--- BEGIN RECORDS ---

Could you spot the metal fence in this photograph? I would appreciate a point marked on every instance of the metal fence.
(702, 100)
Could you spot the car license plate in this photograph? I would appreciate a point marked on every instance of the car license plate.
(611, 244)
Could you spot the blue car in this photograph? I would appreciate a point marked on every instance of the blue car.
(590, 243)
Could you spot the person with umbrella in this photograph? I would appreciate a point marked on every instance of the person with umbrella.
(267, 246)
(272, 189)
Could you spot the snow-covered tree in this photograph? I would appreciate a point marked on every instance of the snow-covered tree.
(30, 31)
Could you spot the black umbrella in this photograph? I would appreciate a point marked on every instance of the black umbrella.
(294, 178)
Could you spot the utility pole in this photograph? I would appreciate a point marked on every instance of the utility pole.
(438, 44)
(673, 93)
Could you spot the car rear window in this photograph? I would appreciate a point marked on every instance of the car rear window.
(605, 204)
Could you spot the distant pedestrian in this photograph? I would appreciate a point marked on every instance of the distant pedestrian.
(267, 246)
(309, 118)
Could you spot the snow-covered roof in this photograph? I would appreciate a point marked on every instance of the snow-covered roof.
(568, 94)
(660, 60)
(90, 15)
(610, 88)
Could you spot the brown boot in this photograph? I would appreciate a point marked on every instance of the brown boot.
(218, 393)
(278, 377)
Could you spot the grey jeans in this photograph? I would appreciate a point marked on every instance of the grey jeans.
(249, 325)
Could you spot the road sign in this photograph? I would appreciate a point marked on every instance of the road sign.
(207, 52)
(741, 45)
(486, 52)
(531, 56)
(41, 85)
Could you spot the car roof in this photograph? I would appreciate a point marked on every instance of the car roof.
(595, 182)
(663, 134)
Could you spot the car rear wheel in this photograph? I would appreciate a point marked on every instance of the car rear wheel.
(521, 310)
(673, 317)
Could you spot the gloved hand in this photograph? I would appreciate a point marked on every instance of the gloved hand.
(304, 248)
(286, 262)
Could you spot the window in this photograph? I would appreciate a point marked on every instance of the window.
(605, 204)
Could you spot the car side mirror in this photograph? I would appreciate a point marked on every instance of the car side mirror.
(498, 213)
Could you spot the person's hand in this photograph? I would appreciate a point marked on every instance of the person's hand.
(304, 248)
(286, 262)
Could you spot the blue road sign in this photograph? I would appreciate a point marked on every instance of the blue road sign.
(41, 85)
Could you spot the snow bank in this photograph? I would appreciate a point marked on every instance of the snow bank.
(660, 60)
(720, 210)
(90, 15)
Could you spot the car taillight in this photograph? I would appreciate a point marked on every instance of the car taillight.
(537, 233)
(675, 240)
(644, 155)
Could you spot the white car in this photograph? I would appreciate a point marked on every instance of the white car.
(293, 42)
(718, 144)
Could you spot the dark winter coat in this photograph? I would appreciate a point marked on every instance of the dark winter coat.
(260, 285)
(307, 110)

--- END RECORDS ---

- [THE REQUEST]
Scale every point coordinate by 1.8, rounding to the nearest whole number with halves rounded up, and write out again each record line from the line containing "Could you spot the blue road" through the end of the records, including both of those lines. Keep the request lines unchanged, and return only those lines.

- [ANSWER TO THE PROBLEM]
Could you spot the blue road sign in this photograph? I would appreciate a point marked on every instance of the blue road sign.
(74, 153)
Could you spot the snow bank in this photograph? I would appreciate a point marked on every instance of the snow bank.
(1188, 108)
(1296, 378)
(162, 27)
Could you spot the car taillight in this photograph? I would appreciate a point marked on every instance of the car taillight.
(967, 419)
(1215, 432)
(1159, 279)
Could you spot the white car in this photograph? I would appreciate a point marked on every instance of the white car.
(527, 76)
(1292, 259)
Could you spot the dark winter coat in this photograph? I would appreciate a point marked on every instance of the dark winter coat.
(468, 513)
(553, 198)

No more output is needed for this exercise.